- Extract provided

★ ★ ★ ★ ★

But none of the many characteristics tell us what a god is. Until the concept is filled with content, discussing existence is premature. To exist means to exist as something. This, not that.
That aside, in discussing the problems for the various proofs for god (or at least arguments for plausibility) which you present, you have neglected the primary issue. Evidence. Even if the term “god” is conceptualized beyond, “You know what I mean”, presenting arguments in favor of existence is also premature. Before presenting arguments, it is first incumbent on the proponent to present evidence, and that is the very thing which is missing. Data can be interpreted. But arguments cannot replace evidence.
Just a quick not on faith and reason, and no, they are not compatible or even complimentary. Faith is belief (as an epistemological method) in the absence of evidence or in spite of evidence to the contrary. By its very nature, faith has no means of validation or verification and as such cannot claim the status of knowledge. What can even be purported to be known by faith? In the Judeo-Christian context, it ultimately means faith in other humans; that is, the claims, written, or spoken that they have special knowledge (God whispering in their ear) that is unavailable to the rest of us. Are they mentally ill? Are they lying? Are they deluded? Did someone else make up the story of the prophet presented as making the claim? (I’d point out here that most of the books that made it into the canon make no claims of inspiration/revelation. That was left to others to do who deemed them to be holy scripture). The bottom line is that faith in an epistemological sense is never exercised in the stated object (God); rather, faith is exercised solely toward the claimant. It short circuits the rigorous requirements of reason and logic in attempt to arrive at knowledge by taking someone’s word for it. Even worse, it can often contradict verified and testable knowledge of reality.

★ ★ ★ ★ ★

- Records supplied

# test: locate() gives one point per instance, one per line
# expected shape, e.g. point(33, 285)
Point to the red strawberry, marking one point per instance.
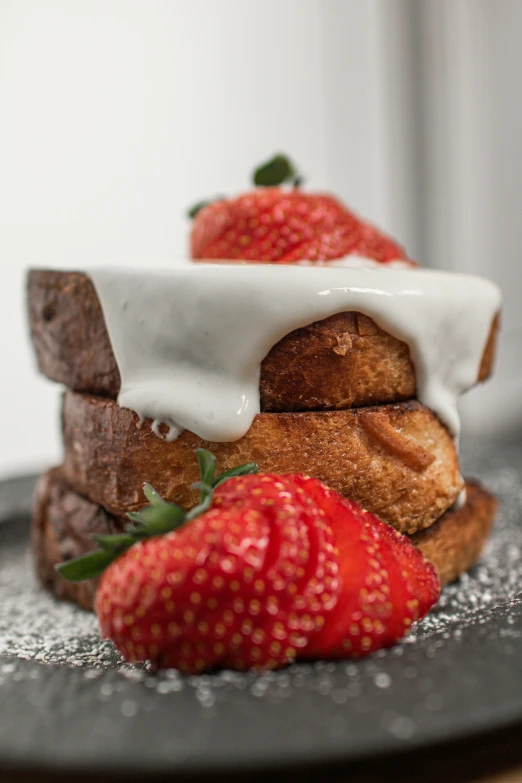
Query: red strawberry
point(277, 568)
point(247, 584)
point(283, 226)
point(276, 225)
point(385, 583)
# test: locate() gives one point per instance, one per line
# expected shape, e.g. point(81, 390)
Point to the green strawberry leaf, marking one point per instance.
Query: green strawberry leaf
point(156, 519)
point(276, 171)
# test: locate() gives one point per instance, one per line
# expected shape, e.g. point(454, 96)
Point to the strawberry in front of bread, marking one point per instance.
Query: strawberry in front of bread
point(279, 225)
point(265, 570)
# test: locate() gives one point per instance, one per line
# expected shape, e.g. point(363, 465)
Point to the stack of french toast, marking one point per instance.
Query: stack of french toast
point(338, 401)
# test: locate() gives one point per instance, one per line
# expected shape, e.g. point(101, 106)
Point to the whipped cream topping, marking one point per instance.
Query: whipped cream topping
point(189, 338)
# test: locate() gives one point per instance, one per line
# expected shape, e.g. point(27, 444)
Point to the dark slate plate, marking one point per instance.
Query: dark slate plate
point(67, 701)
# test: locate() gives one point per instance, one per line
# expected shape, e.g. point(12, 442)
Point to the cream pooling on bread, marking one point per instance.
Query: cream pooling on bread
point(189, 339)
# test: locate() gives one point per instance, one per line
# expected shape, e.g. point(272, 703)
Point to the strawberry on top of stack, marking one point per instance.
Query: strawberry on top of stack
point(284, 226)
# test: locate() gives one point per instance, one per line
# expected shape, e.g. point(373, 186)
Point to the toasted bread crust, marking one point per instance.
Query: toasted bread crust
point(455, 542)
point(63, 521)
point(340, 362)
point(62, 525)
point(408, 477)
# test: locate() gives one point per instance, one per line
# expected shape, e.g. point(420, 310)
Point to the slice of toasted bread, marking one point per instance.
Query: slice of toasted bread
point(63, 523)
point(341, 362)
point(395, 460)
point(454, 543)
point(64, 520)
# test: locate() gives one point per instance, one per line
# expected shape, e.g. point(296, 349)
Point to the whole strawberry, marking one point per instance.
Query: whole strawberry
point(281, 225)
point(266, 569)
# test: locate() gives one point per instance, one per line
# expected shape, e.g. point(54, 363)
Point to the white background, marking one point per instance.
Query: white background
point(117, 114)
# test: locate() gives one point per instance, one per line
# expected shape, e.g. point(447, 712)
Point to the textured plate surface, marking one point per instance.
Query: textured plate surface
point(66, 699)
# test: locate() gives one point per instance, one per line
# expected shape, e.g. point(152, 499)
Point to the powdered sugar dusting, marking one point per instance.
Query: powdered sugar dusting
point(34, 626)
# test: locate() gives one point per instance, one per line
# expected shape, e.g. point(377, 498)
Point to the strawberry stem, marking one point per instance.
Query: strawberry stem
point(156, 519)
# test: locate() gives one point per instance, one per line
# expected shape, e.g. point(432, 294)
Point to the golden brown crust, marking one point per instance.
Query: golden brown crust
point(344, 361)
point(63, 521)
point(62, 525)
point(108, 457)
point(455, 542)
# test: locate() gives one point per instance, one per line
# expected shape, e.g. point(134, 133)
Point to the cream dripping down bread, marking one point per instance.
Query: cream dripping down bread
point(348, 371)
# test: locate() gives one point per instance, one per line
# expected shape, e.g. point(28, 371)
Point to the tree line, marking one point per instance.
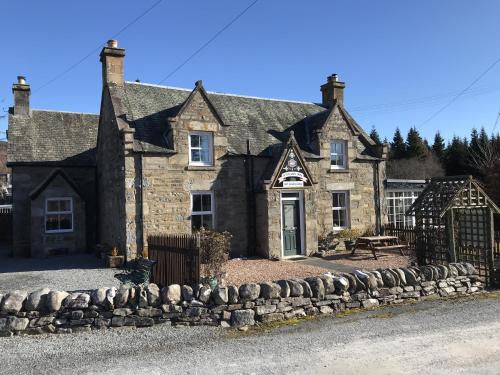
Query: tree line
point(415, 158)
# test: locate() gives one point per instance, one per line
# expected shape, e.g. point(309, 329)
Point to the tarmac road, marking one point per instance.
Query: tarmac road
point(460, 336)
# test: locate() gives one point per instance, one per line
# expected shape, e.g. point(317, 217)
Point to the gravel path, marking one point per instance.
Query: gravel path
point(433, 337)
point(76, 272)
point(240, 271)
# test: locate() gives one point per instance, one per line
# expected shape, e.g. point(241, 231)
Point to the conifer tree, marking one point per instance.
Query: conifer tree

★ ★ ★ ★ ★

In the text on faith and evidence, list every question asked about the people who claim special knowledge from God. The rows have nothing to do with the text on faith and evidence.

- Result of this exercise
- Are they mentally ill?
- Are they lying?
- Are they deluded?
- Did someone else make up the story of the prophet presented as making the claim?